--- Start of DATASET ENTRIES ---
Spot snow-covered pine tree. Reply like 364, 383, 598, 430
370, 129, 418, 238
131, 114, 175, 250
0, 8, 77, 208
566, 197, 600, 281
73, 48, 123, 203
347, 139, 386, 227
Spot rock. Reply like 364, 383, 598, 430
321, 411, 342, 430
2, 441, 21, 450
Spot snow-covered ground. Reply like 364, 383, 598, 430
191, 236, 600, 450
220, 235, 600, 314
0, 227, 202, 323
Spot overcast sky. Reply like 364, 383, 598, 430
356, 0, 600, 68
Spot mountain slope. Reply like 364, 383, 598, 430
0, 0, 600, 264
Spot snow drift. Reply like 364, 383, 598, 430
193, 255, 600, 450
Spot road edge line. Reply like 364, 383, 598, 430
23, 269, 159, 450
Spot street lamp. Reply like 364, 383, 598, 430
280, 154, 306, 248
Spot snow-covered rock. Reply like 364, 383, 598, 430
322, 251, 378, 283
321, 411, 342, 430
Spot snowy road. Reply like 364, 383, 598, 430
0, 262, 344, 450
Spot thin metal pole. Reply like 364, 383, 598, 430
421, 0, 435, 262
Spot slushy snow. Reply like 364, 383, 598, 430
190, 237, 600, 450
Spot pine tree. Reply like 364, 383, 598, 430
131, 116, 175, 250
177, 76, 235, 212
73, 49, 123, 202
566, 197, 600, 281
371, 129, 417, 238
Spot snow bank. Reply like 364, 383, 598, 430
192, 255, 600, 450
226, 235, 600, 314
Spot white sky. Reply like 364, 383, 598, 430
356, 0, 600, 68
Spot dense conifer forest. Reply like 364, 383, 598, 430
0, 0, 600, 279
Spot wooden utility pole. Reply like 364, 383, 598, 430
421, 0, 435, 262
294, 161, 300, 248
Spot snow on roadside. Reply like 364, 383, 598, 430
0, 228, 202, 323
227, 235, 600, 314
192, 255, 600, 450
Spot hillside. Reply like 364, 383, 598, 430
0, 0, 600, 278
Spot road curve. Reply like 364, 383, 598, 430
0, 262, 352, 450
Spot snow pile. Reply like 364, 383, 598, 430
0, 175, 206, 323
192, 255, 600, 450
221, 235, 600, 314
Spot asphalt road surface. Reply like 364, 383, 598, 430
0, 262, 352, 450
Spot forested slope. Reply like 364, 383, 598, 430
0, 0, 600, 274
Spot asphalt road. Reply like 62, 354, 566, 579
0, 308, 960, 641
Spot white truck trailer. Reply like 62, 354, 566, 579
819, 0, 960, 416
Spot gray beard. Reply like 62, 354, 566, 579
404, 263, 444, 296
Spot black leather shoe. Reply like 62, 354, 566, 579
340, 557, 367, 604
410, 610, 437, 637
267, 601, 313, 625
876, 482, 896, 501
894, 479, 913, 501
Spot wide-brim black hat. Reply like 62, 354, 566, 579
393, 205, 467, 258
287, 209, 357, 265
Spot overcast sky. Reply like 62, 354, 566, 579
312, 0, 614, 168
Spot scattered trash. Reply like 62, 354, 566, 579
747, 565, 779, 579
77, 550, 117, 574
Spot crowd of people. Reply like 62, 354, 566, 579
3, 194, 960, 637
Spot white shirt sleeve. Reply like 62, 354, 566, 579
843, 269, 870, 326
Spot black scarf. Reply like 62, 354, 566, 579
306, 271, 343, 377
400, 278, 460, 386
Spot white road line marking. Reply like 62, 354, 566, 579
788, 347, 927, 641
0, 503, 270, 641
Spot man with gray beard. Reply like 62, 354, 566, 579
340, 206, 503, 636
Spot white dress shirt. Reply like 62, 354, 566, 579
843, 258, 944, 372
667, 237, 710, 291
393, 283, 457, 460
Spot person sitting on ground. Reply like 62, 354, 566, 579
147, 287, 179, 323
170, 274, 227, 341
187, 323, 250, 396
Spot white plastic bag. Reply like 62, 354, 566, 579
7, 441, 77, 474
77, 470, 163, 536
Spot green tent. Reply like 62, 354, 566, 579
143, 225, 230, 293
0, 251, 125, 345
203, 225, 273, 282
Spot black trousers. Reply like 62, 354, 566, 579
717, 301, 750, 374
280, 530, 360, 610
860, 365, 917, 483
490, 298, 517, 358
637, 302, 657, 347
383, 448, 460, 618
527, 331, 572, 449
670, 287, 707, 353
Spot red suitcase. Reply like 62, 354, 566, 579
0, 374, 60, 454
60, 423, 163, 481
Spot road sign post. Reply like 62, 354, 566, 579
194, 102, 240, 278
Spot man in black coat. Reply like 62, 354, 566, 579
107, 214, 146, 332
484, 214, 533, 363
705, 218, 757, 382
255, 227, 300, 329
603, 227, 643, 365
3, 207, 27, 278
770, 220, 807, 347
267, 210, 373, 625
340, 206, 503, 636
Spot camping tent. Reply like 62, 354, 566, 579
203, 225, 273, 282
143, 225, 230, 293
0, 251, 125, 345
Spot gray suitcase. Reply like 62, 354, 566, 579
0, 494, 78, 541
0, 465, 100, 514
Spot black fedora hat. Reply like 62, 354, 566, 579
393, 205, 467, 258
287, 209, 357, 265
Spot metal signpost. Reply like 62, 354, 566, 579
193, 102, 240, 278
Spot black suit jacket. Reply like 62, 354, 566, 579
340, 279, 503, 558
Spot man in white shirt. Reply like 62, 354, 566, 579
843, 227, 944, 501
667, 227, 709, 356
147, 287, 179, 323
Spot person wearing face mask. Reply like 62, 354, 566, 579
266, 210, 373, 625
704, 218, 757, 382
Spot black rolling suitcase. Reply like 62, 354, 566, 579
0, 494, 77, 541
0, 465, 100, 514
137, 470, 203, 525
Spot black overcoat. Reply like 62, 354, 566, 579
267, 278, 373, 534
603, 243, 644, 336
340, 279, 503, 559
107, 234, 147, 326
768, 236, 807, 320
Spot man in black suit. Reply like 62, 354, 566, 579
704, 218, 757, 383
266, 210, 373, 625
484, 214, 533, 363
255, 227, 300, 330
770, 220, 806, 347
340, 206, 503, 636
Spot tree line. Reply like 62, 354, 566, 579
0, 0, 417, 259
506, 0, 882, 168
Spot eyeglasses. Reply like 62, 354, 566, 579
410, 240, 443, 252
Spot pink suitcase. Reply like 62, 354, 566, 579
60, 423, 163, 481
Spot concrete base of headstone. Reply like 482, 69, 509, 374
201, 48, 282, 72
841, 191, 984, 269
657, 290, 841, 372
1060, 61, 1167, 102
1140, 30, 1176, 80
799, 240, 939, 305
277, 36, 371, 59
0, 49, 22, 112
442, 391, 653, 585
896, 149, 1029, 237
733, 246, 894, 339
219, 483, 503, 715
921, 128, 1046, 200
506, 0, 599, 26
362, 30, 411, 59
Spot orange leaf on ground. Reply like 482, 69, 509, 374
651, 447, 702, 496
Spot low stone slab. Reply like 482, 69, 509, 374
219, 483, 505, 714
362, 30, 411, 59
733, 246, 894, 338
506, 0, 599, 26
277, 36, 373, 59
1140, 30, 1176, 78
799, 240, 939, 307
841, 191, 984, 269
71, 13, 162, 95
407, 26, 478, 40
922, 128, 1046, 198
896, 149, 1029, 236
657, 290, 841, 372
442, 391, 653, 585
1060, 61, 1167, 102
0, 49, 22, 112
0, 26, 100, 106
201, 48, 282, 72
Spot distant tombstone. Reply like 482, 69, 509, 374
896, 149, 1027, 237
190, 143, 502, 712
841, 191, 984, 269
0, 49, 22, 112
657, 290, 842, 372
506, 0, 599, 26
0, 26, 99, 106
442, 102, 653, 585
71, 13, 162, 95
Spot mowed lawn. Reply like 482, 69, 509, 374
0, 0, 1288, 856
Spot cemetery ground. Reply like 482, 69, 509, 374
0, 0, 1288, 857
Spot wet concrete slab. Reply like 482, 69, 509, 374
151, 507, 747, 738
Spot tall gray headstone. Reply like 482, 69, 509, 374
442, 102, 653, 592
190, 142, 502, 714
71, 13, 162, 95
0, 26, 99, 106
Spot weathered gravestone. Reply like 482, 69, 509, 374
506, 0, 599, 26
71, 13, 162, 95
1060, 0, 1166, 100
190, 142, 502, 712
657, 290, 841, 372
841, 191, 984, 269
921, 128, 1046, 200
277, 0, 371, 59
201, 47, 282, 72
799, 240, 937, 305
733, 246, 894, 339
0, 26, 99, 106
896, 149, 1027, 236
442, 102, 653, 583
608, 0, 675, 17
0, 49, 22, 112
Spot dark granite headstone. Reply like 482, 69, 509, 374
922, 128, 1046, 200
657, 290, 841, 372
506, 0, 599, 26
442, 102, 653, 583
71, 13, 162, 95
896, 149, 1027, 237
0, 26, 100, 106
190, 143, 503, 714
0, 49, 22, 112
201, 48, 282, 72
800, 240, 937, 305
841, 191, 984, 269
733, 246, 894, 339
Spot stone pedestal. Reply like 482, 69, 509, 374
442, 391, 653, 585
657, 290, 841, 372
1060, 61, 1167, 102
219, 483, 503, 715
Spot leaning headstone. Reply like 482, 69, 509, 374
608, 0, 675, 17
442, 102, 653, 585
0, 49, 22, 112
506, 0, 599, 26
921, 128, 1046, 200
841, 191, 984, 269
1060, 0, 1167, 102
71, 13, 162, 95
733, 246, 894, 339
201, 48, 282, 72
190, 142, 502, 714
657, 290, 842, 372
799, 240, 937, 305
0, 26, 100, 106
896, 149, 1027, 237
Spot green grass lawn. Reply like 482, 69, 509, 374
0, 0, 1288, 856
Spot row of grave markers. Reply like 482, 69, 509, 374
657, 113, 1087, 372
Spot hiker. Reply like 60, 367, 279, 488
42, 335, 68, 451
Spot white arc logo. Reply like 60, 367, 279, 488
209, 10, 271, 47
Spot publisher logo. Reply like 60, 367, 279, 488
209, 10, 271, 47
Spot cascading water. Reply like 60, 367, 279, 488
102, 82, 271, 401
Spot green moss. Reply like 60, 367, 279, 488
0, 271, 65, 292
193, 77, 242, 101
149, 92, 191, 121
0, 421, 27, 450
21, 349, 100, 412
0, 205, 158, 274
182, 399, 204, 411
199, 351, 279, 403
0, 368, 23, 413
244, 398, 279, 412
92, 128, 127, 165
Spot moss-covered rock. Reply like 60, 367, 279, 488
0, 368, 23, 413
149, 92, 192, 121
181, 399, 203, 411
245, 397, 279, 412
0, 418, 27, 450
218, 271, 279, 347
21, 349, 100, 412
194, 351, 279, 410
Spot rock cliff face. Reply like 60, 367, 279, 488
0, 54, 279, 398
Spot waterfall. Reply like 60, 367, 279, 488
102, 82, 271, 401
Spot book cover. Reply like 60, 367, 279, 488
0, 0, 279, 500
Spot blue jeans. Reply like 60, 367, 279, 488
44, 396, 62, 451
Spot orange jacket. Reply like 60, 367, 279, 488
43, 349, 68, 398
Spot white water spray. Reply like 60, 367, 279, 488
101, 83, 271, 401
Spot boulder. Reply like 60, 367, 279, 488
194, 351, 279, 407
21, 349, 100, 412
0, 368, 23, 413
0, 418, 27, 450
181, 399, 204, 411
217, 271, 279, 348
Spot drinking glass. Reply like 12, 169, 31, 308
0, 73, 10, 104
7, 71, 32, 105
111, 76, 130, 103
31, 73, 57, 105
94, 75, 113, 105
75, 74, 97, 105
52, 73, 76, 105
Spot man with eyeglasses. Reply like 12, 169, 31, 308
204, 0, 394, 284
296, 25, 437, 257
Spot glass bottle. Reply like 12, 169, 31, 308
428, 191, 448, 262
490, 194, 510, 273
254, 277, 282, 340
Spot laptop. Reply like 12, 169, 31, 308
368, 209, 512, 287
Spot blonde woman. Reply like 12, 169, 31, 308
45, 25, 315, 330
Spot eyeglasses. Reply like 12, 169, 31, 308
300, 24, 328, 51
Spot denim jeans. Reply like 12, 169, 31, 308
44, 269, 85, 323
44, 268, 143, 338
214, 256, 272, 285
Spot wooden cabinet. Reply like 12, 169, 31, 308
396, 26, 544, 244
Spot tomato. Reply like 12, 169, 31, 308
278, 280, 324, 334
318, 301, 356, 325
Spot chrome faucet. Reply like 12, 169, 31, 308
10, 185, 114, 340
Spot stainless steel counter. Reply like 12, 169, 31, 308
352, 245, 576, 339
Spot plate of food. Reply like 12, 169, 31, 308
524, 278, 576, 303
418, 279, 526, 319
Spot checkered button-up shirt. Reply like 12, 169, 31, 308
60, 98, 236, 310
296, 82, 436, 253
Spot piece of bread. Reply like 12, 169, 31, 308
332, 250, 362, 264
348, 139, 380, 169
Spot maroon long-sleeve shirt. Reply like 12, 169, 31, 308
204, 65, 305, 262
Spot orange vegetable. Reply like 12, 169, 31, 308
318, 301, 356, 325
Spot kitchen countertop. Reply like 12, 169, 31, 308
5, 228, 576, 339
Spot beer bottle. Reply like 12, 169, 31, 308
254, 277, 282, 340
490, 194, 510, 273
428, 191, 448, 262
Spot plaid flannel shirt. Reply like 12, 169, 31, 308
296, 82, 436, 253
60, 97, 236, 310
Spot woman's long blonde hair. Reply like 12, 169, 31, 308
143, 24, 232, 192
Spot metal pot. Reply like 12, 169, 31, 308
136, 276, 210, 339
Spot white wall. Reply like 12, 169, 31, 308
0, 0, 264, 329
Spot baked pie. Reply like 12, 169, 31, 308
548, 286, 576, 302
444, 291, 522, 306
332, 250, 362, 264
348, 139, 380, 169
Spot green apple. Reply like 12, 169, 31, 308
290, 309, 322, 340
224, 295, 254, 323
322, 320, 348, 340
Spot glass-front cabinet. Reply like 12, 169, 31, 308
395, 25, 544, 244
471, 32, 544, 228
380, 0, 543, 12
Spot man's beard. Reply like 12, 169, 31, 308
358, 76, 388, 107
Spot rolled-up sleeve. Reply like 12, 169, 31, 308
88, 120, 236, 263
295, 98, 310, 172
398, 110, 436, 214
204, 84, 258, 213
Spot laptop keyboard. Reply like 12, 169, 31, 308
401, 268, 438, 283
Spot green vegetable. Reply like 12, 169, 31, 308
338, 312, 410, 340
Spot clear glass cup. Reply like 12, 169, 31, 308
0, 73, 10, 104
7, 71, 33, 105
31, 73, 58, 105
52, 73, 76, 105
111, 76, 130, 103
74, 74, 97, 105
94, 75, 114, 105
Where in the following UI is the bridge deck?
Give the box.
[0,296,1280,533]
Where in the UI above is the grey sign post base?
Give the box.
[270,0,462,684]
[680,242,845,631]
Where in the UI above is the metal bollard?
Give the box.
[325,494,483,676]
--- End of DATASET ENTRIES ---
Starting at the first row and ending at the line "0, 227, 202, 323", write the rows out again, changing every "Reply" to "Answer" and leaving everything else as it is.

— ANSWER TO THE PROBLEM —
Spot snow-covered pine tree. Answer like 364, 383, 598, 430
370, 129, 418, 238
131, 114, 175, 250
0, 8, 77, 208
566, 197, 600, 281
73, 48, 123, 203
347, 139, 386, 227
Spot rock. Answer like 364, 383, 598, 430
321, 411, 342, 430
2, 441, 21, 450
Spot snow-covered ground. Answer like 364, 383, 598, 430
191, 236, 600, 450
220, 235, 600, 314
0, 227, 202, 323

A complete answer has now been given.